#### [Problem details]
Repeat every entry in the listing below, exactly.
________________________
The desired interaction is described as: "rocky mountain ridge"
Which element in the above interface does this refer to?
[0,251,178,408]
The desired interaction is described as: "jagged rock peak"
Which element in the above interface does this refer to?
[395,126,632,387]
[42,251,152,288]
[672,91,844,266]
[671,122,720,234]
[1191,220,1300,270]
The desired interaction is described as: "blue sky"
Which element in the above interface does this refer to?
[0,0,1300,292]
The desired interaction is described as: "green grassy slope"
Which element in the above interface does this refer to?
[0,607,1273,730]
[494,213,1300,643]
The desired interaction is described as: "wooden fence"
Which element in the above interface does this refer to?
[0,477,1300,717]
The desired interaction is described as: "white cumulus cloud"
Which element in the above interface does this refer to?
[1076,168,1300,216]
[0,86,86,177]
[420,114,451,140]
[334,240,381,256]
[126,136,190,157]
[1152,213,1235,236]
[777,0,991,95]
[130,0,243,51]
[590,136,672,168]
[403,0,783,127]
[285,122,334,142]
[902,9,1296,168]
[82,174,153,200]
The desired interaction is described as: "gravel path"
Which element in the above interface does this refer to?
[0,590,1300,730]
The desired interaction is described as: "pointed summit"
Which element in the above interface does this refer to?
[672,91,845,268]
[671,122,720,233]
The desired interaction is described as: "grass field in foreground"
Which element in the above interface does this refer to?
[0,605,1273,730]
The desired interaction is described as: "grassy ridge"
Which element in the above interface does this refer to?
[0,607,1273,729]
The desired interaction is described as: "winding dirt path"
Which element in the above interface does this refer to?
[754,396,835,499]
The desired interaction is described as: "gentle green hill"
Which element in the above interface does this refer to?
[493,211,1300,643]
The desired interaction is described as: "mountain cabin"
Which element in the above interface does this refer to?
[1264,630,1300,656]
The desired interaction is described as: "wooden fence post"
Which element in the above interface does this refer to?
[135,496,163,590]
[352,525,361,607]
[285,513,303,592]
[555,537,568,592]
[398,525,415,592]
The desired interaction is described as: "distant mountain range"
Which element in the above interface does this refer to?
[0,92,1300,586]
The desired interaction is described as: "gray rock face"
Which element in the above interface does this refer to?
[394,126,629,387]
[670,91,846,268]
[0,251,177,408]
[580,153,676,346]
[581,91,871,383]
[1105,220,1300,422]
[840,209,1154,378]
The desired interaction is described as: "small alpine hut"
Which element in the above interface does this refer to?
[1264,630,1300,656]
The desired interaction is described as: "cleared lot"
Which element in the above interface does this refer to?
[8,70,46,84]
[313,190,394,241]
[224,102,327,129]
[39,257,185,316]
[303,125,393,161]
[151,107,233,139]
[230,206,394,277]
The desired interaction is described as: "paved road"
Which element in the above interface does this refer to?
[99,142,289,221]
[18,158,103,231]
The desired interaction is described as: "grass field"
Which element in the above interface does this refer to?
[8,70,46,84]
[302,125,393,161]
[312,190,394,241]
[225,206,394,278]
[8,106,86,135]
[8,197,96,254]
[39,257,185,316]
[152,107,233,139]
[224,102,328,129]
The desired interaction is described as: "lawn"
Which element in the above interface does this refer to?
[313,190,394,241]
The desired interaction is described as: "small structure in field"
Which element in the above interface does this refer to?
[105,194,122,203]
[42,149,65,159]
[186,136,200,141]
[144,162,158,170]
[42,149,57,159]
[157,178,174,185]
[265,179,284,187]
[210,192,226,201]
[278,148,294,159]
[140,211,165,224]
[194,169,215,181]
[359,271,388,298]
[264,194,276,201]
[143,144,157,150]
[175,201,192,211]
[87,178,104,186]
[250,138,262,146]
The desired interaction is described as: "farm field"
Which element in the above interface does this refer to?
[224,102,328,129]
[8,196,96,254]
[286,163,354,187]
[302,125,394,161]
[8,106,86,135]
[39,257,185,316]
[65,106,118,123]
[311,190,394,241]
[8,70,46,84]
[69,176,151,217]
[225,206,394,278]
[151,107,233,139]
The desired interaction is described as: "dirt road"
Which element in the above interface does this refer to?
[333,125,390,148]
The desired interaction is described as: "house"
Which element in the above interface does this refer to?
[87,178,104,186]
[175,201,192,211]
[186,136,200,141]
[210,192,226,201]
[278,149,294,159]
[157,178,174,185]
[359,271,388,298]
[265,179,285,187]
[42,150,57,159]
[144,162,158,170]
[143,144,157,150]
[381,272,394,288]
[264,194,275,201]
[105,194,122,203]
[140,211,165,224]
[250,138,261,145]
________________________
#### [Result below]
The desired interaction is described as: "rocky mountain ridge"
Which element in the above interface does this refer to?
[0,251,178,408]
The desired interaction is described as: "jagged rock peak"
Which element in the above interface does this refer to?
[395,126,632,387]
[42,251,152,288]
[672,91,844,266]
[671,122,720,234]
[1191,220,1300,270]
The desired interaction is described as: "blue sky"
Which element in the above interface does this refer to?
[0,0,1300,292]
The desired interaction is described as: "green grassy slope"
Which element in the above interface does this refer to?
[0,607,1273,730]
[494,213,1300,643]
The desired interaction is described as: "wooden fence"
Which element in the above interface does this refer to?
[0,477,1300,717]
The desired interaction is described as: "white cumulus cloud"
Which element in the above interface does this refer to?
[1076,168,1300,216]
[0,86,86,177]
[420,114,451,140]
[334,240,381,256]
[126,136,190,157]
[1152,213,1235,236]
[777,0,991,95]
[130,0,243,51]
[590,136,672,168]
[403,0,783,127]
[285,122,334,142]
[902,9,1296,168]
[82,174,153,200]
The desired interaction is described as: "gravel path"
Which element in the above interface does this refer to?
[0,590,1300,730]
The desired interaction is described as: "pointed summit"
Which element in the above interface does this refer to?
[672,91,845,268]
[671,122,720,233]
The desired interaction is described as: "grass field in foreground"
Which element in the above interface does this refer to?
[0,605,1273,730]
The desired interaction is described as: "grassy ridge"
Which element in the above interface does this refer to?
[0,607,1273,729]
The desired interaction is described as: "winding dirt path"
Which element in the above interface does this refer to?
[754,396,835,499]
The desired interaction is described as: "gentle green hill"
Which element in the above interface does this refer to?
[493,211,1300,643]
The desired interaction is described as: "mountain cabin"
Which element in the above interface does this refer to?
[1264,630,1300,656]
The desired interaction is described as: "wooden fence post"
Which element in the above interface does this refer to?
[135,496,163,590]
[352,525,361,607]
[285,513,303,592]
[555,537,568,592]
[398,525,415,592]
The desired interaction is described as: "distant mountain range"
Which element in the above interface does this refer to?
[0,92,1300,586]
The desired interaction is described as: "gray rock face"
Which element in the above interface does this refer to?
[394,126,629,387]
[670,91,846,268]
[0,251,177,408]
[580,153,676,346]
[581,91,871,383]
[1105,220,1300,422]
[840,209,1154,378]
The desired interaction is described as: "small alpine hut"
Which element in the above interface does this refer to?
[1264,630,1300,656]
The desired interaction is described as: "cleared lot"
Which element in the above interface does this refer to?
[8,70,46,84]
[313,190,394,241]
[224,102,327,129]
[39,257,185,316]
[303,125,393,161]
[151,107,233,139]
[230,206,394,277]
The desired interaction is described as: "paved road"
Which element in the above interface does this refer to?
[99,142,289,221]
[18,158,103,231]
The desired interaction is described as: "grass field"
Which element in the above interface does this refer to?
[8,70,46,84]
[302,125,393,161]
[312,190,394,241]
[225,206,394,278]
[8,106,86,135]
[8,197,96,254]
[39,257,185,316]
[152,107,233,139]
[224,102,328,129]
The desired interaction is described as: "lawn"
Which element in the above interface does this refer to?
[313,190,394,241]
The desired interaction is described as: "small structure in field"
Which element in the above interface does this refer to?
[105,194,122,203]
[42,149,65,159]
[186,136,200,141]
[144,162,158,170]
[42,149,57,159]
[157,178,174,185]
[265,179,284,187]
[210,192,226,201]
[278,148,294,159]
[140,211,165,224]
[194,169,215,181]
[359,271,388,298]
[264,194,276,201]
[143,144,157,150]
[175,201,192,211]
[87,178,104,186]
[250,138,262,146]
The desired interaction is described as: "farm field"
Which element in the above interface does this refer to?
[224,102,328,129]
[8,196,96,254]
[286,163,354,187]
[302,125,394,161]
[8,106,86,135]
[39,257,185,316]
[65,106,118,123]
[311,190,394,241]
[8,70,46,84]
[69,176,151,217]
[225,206,394,278]
[151,107,233,139]
The desired interaction is described as: "dirt road"
Which element in the above interface does this refer to?
[333,125,390,148]
The desired interaction is described as: "house"
Which element in the above interface does this refer to?
[87,178,104,186]
[175,201,192,211]
[186,136,200,141]
[210,192,226,201]
[278,149,294,159]
[157,178,174,185]
[359,271,388,298]
[265,179,285,187]
[42,150,57,159]
[144,162,158,170]
[143,144,157,150]
[381,272,394,288]
[264,194,275,201]
[105,194,122,203]
[140,211,165,224]
[250,138,261,145]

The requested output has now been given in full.